Série de tâches |
A. Résumez en deux phrases l'extrait sur l'identité canadienne et le conservatisme.
B. D'après l'extrait sur l'identité canadienne et le conservatisme, pourquoi Brian Mulroney proposait-il aux Canadiens « moins un nouveau programme idéologique qu'une simple alternance partisane » ?

À ses yeux, la complaisance et la complicité coupable des élites canadiennes à l’endroit du géant américain annihilaient ce qu’il restait d’original dans l’identité canadienne, ou la vidaient de sa substance.
À la même époque, l’antiaméricanisme canadien passe à gauche. La jeunesse rejette la guerre du Viêtnam, le complexe militaro-industriel et les valeurs capitalistes des grandes corporations américaines. Pour cette gauche, ce qui distingue désormais le Canada des États-Unis, ce sont ses programmes sociaux beaucoup plus généreux, notamment son système de santé universel et gratuit, et une plus grande tolérance pour la diversité qu’incarnerait cette doctrine du multiculturalisme conceptualisée par des penseurs en vogue et inscrite dans la Loi constitutionnelle de 1982.
[Le Premier Ministre conservateur de 1984 à 1993] Brian Mulroney avait de belles qualités, mais il ne croyait pas beaucoup à la force des idées et à la contribution des intellectuels. Ce qu’il allait proposer aux Canadiens, c’était moins un nouveau programme idéologique qu’une simple alternance partisane. Car sur le fond, il souscrivait aux grands principes de la refondation de 1982 et ne proposait que des amendements mineurs (ex. : Accord du lac Meech). Le conservatisme canadien n’est devenu qu’économique et fiscal.
Un besoin d’élévation
Lorsqu’on écoute certaines entrevues de fond de Pierre Poilièvre, on constate vite ses compétences en économie et sa volonté sincère d’accroître le niveau de vie des Canadiens. Mais lorsqu’il doit réagir à la crise existentielle provoquée par les décisions erratiques du président Trump, il est incapable de mettre de côté la partisanerie et de montrer un peu d’élévation.

Extraits de données |
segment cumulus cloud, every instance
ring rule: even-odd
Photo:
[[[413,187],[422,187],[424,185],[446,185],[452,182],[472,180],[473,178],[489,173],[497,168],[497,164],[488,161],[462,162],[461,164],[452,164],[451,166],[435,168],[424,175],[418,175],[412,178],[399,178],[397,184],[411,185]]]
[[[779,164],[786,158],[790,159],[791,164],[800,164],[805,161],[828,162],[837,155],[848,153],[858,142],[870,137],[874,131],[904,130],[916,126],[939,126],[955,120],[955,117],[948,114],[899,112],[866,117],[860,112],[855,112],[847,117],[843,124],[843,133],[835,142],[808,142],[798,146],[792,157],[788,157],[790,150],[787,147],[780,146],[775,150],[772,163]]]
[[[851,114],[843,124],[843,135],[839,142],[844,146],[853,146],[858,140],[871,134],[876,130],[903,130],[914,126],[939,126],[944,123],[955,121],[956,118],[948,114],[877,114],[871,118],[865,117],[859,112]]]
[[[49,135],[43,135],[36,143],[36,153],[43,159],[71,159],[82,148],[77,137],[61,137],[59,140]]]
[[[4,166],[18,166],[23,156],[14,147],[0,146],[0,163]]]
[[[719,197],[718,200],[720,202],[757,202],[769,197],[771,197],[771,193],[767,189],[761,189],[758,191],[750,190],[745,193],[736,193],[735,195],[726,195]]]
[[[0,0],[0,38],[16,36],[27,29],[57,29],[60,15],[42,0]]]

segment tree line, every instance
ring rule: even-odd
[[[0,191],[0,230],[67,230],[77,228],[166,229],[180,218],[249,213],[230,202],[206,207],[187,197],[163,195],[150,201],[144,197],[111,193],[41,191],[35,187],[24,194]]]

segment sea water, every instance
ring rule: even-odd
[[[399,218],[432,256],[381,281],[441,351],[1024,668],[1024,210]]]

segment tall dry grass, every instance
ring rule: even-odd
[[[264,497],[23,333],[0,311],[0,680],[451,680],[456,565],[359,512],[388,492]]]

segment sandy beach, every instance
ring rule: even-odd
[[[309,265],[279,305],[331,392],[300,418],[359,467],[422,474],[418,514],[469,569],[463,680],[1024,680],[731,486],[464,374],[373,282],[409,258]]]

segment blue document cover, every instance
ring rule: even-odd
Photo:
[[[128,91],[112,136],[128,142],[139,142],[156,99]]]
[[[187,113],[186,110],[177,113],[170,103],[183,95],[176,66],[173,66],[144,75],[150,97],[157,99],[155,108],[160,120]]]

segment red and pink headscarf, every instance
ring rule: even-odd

Solutions des problèmes |
A. L'antiaméricanisme canadien passe à gauche, et pour cette gauche le Canada se distingue des États-Unis par ses programmes sociaux plus généreux et une plus grande tolérance pour la diversité. Sous Brian Mulroney, le conservatisme canadien n'est devenu qu'économique et fiscal, et Pierre Poilièvre, compétent en économie, est incapable de mettre de côté la partisanerie face à la crise provoquée par les décisions erratiques du président Trump.

B. Sur le fond, il souscrivait aux grands principes de la refondation de 1982 et ne proposait que des amendements mineurs, comme l'Accord du lac Meech. De plus, il ne croyait pas beaucoup à la force des idées ni à la contribution des intellectuels.